* _Отрывок из источника_
=-=-=-=-=
Св. Егорий и волки. Современный рисунок
Жил-был старик со старухой.
Просит старик:
«Испеки, старуха, колобок». — «Из чего печь-то? Муки нету». — «Э, эх, старуха! По коробу поскреби, по сусекам помети. Авось муки и наберется»
Взяла старуха крылышко, по коробу поскребла, по сусекам помела, и набралось муки пригоршни с две. Замесила на сметане, изжарила в масле и положила на окошко простудить. Колобок полежал-полежал да вдруг и покатился…
Сюжет русской сказки о Колобке общеизвестен. Убежав от Деда с Бабкой, Колобок катится через некое пространство, последовательно встречая четырех зверей, собирающихся его съесть, — Зайца, Волка, Медведя и Лису. От первых трех ему удается благополучно уйти, но последний зверь — Лиса — оказывается хитрее Колобка и съедает его.
Этой простенькой на первый взгляд сказке посвящено на настоящий момент весьма немалое количество работ — от любительских публикаций до профессиональных исследований известнейших ученых, таких как В.Я.Пропп, Н.И.Толстой и т.д. Тому, вероятно, есть как минимум две причины. Прежде всего, это — очевидная архаичность сказки.
Хорошо известно, что сказка — и как текст, и как символическое содержание — оказывается тем древнее, чем проще ее сюжет. В этом отношении мы знаем как минимум три древнейшие, вероятно, русские сказки — собственно «Колобок», «Репка» и «Курочка Ряба». Показательна и распространенность сюжета «Колобка», известного у народов большей части Европы.
Что касается конкретно русского варианта сказки, на его глубокую архаичность указывает и специфика самого текста.
Как было отмечено Н.И.Толстым, описание «исхода» Колобка из дома создавших его Деда и Бабки («с окна да на лавку, с лавки да на пол, по полу да к дверям […] из сеней на крыльцо, с крыльца на двор, со двора за ворота») образует четкую структурную параллель зачинам древнейших русских заговоров (например: «Стане ти раб Божий (имя рек) ...пойдет из дверей дверьми, из сеней сеньми, из ворот воротами, выйдет далече в чистое поле...»)
Вторая причина — это то, что при рассмотрении сказки сложно не обратить внимания на ее солярный символизм. Это связано, разумеется, и с самим именем Колобка. У Даля, например, слово колоб означает не только «небольшой круглый хлебец», но и в целом «шар», «скатанный ком»; вряд ли можно отрицать и связь этого имени с общеславянским коло, «круг, колесо». Немаловажна и цикличность действия сказки, требуемая законами сакральной Традиции о переходе Смерти в новое Рождение…
Абсолютное большинство исследователей связывает сюжет сказки с Солнцем. Исключения — редки и абсурдны.
=-=-=-=-=
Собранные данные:

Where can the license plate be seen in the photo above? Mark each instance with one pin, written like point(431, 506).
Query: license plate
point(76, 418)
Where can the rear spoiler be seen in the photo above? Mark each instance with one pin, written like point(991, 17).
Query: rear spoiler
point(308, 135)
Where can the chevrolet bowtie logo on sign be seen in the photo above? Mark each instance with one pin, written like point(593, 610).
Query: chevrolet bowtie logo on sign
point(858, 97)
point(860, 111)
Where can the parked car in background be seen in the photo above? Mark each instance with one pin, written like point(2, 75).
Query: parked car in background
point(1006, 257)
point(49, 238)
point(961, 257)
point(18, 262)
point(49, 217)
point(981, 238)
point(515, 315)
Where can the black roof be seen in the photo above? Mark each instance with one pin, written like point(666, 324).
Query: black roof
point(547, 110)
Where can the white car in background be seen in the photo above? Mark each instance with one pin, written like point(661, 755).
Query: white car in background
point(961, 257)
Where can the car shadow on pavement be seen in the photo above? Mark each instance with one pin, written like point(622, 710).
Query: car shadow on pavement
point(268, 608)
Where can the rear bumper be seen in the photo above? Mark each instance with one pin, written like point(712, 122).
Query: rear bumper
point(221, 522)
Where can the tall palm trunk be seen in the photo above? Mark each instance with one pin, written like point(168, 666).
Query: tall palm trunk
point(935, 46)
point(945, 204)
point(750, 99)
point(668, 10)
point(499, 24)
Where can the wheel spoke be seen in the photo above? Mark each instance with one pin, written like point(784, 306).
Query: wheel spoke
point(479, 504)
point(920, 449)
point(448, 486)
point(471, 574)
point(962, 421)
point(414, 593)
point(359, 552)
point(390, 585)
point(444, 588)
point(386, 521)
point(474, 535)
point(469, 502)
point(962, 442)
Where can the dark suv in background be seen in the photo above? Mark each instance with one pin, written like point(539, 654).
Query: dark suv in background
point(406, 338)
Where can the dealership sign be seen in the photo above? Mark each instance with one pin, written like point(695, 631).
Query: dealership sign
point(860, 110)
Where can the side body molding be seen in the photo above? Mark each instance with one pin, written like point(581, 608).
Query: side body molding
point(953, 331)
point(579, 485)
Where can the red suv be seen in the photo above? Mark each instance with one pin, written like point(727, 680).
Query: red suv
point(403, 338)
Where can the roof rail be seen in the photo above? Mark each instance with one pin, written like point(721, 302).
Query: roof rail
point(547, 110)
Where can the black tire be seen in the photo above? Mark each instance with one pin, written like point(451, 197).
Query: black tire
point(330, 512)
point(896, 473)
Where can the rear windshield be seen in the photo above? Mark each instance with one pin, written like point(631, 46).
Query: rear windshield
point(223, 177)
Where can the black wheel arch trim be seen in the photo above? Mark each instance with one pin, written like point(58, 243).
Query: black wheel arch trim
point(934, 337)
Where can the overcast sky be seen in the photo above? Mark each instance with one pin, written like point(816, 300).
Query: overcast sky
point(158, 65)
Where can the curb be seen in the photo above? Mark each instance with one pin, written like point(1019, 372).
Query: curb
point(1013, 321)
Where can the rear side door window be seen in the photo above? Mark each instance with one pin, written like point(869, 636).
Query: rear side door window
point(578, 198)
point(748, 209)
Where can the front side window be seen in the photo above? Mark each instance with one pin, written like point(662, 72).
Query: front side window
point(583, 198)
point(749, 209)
=-=-=-=-=
* _Письменное задание A_
Перепишите часть отрывка о Колобке, заменив «Солнцем» на «Луной»: начните со слов «Вторая причина —» и закончите словами «редки и абсурдны.».
* _Письменное задание B_
Каких зверей встречает Колобок по отрывку о Колобке? Назовите всех.
* _Письменное задание C_
Что, по отрывку о Колобке, означает у Даля слово «колоб» помимо «небольшого круглого хлебца»?
Строки здесь ни при чём.

* _Правильный ответ A_
Вторая причина — это то, что при рассмотрении сказки сложно не обратить внимания на ее солярный символизм. Это связано, разумеется, и с самим именем Колобка. У Даля, например, слово колоб означает не только «небольшой круглый хлебец», но и в целом «шар», «скатанный ком»; вряд ли можно отрицать и связь этого имени с общеславянским коло, «круг, колесо». Немаловажна и цикличность действия сказки, требуемая законами сакральной Традиции о переходе Смерти в новое Рождение…
Абсолютное большинство исследователей связывает сюжет сказки с Луной. Исключения — редки и абсурдны.

* _Правильный ответ B_
Заяц, Волк, Медведь, Лиса.

* _Правильный ответ C_
В целом «шар», «скатанный ком».